**SET EXERCISE 1**
Retype the Rollei mailing list post word for word, starting with "----- Original Message" and going on through "a color consultant.".

**DOCUMENT EXCERPT**
———
[rollei_list] Re: ...Kodachromes taken 50 years ago "Processed by Technicolor R"

  • From: "Richard Knoppow" <dickburk@xxxxxxxxxxxxx>
  • To: <rollei_list@xxxxxxxxxxxxx>
  • Date: Sat, 9 Aug 2014 09:00:14 -0700


----- Original Message ----- From: "David Sadowski" <dsadowski@xxxxxxxxx>
To: <rollei_list@xxxxxxxxxxxxx>
Sent: Friday, August 08, 2014 4:23 PM
Subject: [rollei_list] Re: ...Kodachromes taken 50 years ago "Processed by Technicolor R"


When you made a movie in Technicolor, you had to hire a color consultant.
In the early days, it was usually Natalie Kalmas.
———
**PROVIDED ENTRIES**
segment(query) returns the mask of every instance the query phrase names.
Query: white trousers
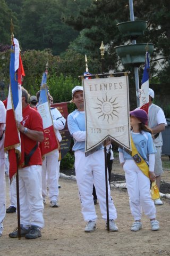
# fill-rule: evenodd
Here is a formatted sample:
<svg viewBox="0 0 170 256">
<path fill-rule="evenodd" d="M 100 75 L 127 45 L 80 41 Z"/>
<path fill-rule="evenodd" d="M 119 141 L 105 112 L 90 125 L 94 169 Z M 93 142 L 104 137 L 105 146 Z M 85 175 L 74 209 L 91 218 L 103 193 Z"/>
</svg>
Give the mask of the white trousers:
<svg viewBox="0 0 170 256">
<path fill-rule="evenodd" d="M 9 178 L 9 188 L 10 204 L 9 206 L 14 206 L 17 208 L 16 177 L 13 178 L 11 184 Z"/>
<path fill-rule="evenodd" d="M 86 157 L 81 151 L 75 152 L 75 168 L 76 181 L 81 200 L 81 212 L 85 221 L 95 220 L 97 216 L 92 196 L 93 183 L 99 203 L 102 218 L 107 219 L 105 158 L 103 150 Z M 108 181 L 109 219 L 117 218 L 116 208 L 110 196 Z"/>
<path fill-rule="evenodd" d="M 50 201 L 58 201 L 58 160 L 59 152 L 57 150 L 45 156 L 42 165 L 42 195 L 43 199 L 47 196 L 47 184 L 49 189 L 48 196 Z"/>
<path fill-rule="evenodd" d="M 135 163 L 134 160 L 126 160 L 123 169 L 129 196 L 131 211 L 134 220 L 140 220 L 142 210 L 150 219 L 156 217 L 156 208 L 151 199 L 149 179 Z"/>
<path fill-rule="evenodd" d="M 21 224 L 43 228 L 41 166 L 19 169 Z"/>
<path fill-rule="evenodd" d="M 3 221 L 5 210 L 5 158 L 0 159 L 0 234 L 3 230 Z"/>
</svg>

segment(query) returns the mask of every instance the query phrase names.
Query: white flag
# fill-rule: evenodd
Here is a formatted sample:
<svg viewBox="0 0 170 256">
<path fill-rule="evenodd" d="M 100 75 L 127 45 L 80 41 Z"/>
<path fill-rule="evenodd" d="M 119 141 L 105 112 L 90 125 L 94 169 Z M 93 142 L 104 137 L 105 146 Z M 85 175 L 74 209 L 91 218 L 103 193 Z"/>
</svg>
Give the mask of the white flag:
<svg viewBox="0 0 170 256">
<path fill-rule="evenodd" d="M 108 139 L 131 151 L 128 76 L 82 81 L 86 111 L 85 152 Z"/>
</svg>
———
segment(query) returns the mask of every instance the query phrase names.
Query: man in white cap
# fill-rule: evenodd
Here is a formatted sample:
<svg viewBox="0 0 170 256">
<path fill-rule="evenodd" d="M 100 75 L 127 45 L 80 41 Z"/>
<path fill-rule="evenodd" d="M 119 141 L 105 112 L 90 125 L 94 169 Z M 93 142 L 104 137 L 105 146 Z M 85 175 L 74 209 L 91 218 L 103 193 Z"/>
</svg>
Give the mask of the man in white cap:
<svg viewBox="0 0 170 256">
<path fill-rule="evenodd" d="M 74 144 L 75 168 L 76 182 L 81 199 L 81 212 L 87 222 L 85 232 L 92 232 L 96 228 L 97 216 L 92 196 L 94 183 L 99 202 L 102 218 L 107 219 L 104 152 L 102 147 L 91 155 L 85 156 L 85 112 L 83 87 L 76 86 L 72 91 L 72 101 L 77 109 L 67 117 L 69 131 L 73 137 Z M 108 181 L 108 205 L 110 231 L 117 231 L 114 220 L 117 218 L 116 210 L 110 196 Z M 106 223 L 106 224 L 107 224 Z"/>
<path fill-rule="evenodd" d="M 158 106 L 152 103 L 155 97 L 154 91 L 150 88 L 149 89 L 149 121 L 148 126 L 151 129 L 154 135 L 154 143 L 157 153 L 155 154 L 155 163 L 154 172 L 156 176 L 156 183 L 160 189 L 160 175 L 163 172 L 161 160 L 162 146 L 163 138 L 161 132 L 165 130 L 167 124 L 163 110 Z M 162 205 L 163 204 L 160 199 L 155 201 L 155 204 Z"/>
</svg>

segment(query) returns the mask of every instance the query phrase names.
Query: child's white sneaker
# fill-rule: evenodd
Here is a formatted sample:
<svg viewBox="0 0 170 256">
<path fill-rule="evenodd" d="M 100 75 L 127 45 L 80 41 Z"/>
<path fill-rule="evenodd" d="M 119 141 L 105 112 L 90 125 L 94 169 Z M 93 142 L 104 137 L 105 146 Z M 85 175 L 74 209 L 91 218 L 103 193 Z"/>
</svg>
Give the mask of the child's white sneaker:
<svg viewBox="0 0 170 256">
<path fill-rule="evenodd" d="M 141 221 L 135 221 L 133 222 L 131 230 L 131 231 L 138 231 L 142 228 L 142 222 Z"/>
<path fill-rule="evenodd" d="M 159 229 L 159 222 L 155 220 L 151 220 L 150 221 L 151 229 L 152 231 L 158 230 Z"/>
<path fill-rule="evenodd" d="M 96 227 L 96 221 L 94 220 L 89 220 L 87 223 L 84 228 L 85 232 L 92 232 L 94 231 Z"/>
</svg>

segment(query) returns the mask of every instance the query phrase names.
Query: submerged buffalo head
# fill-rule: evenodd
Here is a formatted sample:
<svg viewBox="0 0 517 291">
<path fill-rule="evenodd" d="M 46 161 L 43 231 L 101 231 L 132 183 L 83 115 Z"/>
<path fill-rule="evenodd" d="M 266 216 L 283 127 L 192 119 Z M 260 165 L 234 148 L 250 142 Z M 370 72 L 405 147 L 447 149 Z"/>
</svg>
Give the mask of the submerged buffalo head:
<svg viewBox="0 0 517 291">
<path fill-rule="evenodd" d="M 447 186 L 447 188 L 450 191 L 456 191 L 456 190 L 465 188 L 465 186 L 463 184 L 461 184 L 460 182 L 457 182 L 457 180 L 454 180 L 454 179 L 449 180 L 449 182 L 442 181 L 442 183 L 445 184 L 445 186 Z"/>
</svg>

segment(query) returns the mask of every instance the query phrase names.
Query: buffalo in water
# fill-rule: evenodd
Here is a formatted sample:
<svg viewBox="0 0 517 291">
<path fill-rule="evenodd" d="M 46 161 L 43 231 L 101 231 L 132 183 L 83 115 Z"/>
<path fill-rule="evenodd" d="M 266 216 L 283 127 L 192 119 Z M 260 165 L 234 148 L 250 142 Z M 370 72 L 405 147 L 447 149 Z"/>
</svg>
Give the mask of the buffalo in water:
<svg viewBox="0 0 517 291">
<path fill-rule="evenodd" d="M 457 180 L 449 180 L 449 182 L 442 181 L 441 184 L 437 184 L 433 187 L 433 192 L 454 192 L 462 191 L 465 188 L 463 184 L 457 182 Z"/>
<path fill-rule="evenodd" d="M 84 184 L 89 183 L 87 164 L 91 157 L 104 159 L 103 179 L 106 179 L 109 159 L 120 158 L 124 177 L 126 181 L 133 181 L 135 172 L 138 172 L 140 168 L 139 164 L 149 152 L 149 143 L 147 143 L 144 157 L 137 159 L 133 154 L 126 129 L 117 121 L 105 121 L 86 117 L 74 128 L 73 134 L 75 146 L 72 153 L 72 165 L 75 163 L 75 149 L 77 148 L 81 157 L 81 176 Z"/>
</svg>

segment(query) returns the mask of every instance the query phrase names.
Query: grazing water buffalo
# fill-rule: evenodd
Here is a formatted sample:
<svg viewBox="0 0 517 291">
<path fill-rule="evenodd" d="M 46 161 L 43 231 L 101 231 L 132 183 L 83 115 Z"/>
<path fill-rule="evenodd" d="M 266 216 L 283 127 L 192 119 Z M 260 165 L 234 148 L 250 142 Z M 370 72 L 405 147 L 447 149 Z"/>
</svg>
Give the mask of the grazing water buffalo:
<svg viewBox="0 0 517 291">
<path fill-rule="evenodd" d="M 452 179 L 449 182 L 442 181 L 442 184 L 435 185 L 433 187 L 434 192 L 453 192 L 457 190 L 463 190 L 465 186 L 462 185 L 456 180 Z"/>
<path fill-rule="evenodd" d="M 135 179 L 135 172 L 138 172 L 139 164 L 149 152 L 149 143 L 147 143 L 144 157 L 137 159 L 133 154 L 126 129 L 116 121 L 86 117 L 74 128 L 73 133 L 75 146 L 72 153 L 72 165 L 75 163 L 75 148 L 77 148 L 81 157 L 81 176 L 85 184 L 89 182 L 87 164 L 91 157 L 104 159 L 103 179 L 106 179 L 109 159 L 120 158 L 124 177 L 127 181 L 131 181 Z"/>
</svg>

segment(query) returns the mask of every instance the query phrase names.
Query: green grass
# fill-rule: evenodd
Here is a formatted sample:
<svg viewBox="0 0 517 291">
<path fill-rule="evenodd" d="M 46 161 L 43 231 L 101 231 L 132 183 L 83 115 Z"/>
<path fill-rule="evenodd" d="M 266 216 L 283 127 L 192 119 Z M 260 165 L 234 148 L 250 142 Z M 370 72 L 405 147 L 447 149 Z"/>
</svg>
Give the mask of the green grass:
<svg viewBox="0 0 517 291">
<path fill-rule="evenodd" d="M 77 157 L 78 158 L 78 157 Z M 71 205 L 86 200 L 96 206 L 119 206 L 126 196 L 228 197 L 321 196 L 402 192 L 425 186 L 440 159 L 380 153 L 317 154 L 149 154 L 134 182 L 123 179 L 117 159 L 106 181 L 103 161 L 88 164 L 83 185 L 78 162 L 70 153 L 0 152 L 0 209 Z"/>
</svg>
———
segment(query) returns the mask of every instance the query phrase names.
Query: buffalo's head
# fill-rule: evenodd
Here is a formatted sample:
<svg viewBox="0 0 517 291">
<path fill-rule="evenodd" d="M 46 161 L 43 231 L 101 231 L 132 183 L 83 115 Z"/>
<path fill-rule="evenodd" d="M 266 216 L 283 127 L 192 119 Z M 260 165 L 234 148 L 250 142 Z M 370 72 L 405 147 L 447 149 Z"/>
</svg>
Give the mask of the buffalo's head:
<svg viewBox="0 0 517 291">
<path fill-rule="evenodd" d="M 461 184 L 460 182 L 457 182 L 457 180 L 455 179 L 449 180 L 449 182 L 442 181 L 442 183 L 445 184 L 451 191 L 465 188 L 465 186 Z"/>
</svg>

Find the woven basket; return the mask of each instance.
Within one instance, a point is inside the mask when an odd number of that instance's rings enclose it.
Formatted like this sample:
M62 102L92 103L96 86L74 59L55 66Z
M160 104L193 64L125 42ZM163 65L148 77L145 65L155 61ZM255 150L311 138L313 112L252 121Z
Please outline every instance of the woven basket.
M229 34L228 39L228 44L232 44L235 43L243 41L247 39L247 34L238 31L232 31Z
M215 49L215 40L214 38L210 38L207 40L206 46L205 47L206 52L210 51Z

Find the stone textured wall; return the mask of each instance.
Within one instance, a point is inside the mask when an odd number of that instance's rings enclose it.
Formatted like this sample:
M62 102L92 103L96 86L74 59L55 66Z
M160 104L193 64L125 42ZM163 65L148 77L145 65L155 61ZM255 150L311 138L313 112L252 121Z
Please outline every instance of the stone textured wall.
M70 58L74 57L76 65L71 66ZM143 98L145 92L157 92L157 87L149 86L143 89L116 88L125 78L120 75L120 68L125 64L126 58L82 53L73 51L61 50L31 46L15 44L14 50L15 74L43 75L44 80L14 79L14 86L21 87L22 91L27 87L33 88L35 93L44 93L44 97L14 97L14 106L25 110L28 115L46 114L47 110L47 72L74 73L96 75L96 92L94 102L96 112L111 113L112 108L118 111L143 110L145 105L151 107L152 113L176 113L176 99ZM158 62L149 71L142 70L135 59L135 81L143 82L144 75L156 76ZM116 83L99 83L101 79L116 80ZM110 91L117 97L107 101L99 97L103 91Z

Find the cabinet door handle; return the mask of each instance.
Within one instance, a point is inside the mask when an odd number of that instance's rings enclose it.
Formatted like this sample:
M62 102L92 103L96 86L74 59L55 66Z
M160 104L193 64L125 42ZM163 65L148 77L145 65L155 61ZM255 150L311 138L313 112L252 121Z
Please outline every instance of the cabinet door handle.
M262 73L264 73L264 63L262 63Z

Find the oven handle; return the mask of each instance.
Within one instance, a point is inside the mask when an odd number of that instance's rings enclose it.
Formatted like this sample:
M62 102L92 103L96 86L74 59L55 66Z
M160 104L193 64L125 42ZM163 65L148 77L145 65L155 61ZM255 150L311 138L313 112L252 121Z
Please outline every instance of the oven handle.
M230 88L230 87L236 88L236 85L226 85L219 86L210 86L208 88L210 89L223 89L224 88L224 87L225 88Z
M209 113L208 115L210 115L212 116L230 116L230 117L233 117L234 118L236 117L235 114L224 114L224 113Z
———
**SET EXERCISE 2**
How many lines of the records contain the string "handle"? Case counts, so answer with the number alone.

**SOLUTION 1**
----- Original Message ----- From: "David Sadowski" <dsadowski@xxxxxxxxx>
To: <rollei_list@xxxxxxxxxxxxx>
Sent: Friday, August 08, 2014 4:23 PM
Subject: [rollei_list] Re: ...Kodachromes taken 50 years ago "Processed by Technicolor R"


When you made a movie in Technicolor, you had to hire a color consultant.

**SOLUTION 2**
4